Activity => An exact copy of the listing is needed, with every line kept.
--- Exercise materials Enclosed Below ---
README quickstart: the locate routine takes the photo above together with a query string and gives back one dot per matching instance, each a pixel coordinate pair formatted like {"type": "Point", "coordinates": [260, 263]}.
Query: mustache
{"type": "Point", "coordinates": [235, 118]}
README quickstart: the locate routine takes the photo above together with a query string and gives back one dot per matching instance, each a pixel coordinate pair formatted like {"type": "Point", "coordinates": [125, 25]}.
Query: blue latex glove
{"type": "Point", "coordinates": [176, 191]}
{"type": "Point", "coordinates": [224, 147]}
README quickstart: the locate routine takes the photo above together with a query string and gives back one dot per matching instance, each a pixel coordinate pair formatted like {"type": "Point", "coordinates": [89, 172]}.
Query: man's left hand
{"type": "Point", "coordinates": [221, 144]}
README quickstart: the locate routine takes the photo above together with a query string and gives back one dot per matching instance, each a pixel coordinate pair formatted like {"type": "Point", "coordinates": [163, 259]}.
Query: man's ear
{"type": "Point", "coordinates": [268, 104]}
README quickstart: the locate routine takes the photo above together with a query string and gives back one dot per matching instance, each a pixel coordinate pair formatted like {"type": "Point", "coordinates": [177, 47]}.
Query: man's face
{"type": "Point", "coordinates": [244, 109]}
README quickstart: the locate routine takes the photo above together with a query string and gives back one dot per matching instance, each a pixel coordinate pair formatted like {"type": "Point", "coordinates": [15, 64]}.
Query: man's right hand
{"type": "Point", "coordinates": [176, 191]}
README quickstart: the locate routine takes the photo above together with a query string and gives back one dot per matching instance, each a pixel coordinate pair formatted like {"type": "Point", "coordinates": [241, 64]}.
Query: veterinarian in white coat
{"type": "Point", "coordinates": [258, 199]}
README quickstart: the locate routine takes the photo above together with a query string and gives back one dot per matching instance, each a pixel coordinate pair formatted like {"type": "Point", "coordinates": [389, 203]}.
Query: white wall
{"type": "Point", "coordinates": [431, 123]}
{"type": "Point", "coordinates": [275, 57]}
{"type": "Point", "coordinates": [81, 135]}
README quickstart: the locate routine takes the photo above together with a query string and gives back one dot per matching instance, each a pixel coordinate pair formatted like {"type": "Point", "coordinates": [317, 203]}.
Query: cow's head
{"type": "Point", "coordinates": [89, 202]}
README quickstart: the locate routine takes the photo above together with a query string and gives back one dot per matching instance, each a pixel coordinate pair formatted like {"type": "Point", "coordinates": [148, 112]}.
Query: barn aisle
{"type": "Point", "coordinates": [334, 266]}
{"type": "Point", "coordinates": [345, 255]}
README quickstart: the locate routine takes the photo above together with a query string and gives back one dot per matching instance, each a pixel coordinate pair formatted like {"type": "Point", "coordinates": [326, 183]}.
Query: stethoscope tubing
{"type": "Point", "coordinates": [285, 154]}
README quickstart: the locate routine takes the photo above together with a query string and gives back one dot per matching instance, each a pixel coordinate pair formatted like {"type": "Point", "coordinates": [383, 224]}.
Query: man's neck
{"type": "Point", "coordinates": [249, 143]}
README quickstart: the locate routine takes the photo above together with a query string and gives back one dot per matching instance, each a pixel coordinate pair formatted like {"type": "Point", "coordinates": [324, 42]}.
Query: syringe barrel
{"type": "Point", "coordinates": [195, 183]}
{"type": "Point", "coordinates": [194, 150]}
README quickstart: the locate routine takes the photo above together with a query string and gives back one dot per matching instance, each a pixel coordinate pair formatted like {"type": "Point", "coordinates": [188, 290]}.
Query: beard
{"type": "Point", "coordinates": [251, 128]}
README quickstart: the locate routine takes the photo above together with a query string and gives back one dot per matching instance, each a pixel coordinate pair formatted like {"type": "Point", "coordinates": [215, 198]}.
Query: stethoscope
--- End of Enclosed Exercise materials ---
Exercise output =>
README quickstart: the locate routine takes the photo above together with a query string and gives back one dot per matching instance, each a pixel coordinate pair formatted like {"type": "Point", "coordinates": [260, 263]}.
Query: mustache
{"type": "Point", "coordinates": [235, 118]}
README quickstart: the locate routine takes the photo above together with a query string and gives back one dot per matching instance, each a pixel coordinate pair formatted like {"type": "Point", "coordinates": [125, 25]}.
Query: blue latex glove
{"type": "Point", "coordinates": [176, 191]}
{"type": "Point", "coordinates": [224, 147]}
README quickstart: the locate routine takes the photo above together with a query string and gives back one dot per matching instance, each a pixel coordinate pair formatted like {"type": "Point", "coordinates": [89, 172]}.
Query: man's left hand
{"type": "Point", "coordinates": [221, 144]}
README quickstart: the locate routine takes the photo above together with a query string and gives back one dot per matching instance, each a pixel coordinate pair formatted like {"type": "Point", "coordinates": [163, 259]}.
Query: man's ear
{"type": "Point", "coordinates": [268, 104]}
README quickstart: the locate routine takes the photo above together with a query string and gives back one dot per matching instance, each a pixel coordinate pair formatted like {"type": "Point", "coordinates": [177, 47]}.
Query: man's face
{"type": "Point", "coordinates": [244, 109]}
README quickstart: the locate routine takes the photo above together with a query string and gives back one dot per matching instance, each a pixel coordinate pair formatted like {"type": "Point", "coordinates": [15, 64]}.
Query: man's right hand
{"type": "Point", "coordinates": [176, 191]}
README quickstart: the locate routine takes the photo above together with a query string and gives back one dot per matching instance, each a pixel coordinate pair formatted like {"type": "Point", "coordinates": [241, 64]}.
Query: veterinarian in white coat
{"type": "Point", "coordinates": [258, 199]}
README quickstart: the locate routine takes the photo above together with a query string and gives back one dot per matching instance, each a pixel coordinate pair formatted like {"type": "Point", "coordinates": [389, 203]}.
Query: white wall
{"type": "Point", "coordinates": [431, 123]}
{"type": "Point", "coordinates": [275, 57]}
{"type": "Point", "coordinates": [81, 135]}
README quickstart: the locate routine takes the photo above together with a query string and gives back one dot per matching instance, each a pixel coordinate pair formatted like {"type": "Point", "coordinates": [317, 203]}.
Query: cow's head
{"type": "Point", "coordinates": [89, 202]}
README quickstart: the locate routine takes the photo above together with a query string and gives back one dot per matching instance, each a pixel coordinate pair formatted like {"type": "Point", "coordinates": [148, 112]}.
Query: barn aisle
{"type": "Point", "coordinates": [334, 266]}
{"type": "Point", "coordinates": [345, 255]}
README quickstart: the locate routine takes the photo above together with a query string and gives back one dot per matching instance, each a pixel coordinate pair formatted like {"type": "Point", "coordinates": [326, 183]}.
Query: stethoscope tubing
{"type": "Point", "coordinates": [285, 154]}
README quickstart: the locate routine takes the photo above together with a query string and gives back one dot per matching instance, each a pixel coordinate pair formatted like {"type": "Point", "coordinates": [383, 224]}.
Query: man's neck
{"type": "Point", "coordinates": [249, 143]}
README quickstart: the locate routine takes the photo above together with a query string and gives back one dot per matching instance, each a pixel coordinate pair formatted like {"type": "Point", "coordinates": [324, 42]}.
Query: syringe barrel
{"type": "Point", "coordinates": [195, 183]}
{"type": "Point", "coordinates": [194, 150]}
README quickstart: the locate routine takes the photo above together with a query string and gives back one dot per matching instance, each a pixel coordinate pair formatted like {"type": "Point", "coordinates": [188, 290]}.
Query: beard
{"type": "Point", "coordinates": [251, 128]}
README quickstart: the locate routine takes the photo above together with a query string and gives back one dot per matching instance, each a pixel coordinate pair formatted like {"type": "Point", "coordinates": [215, 198]}.
Query: stethoscope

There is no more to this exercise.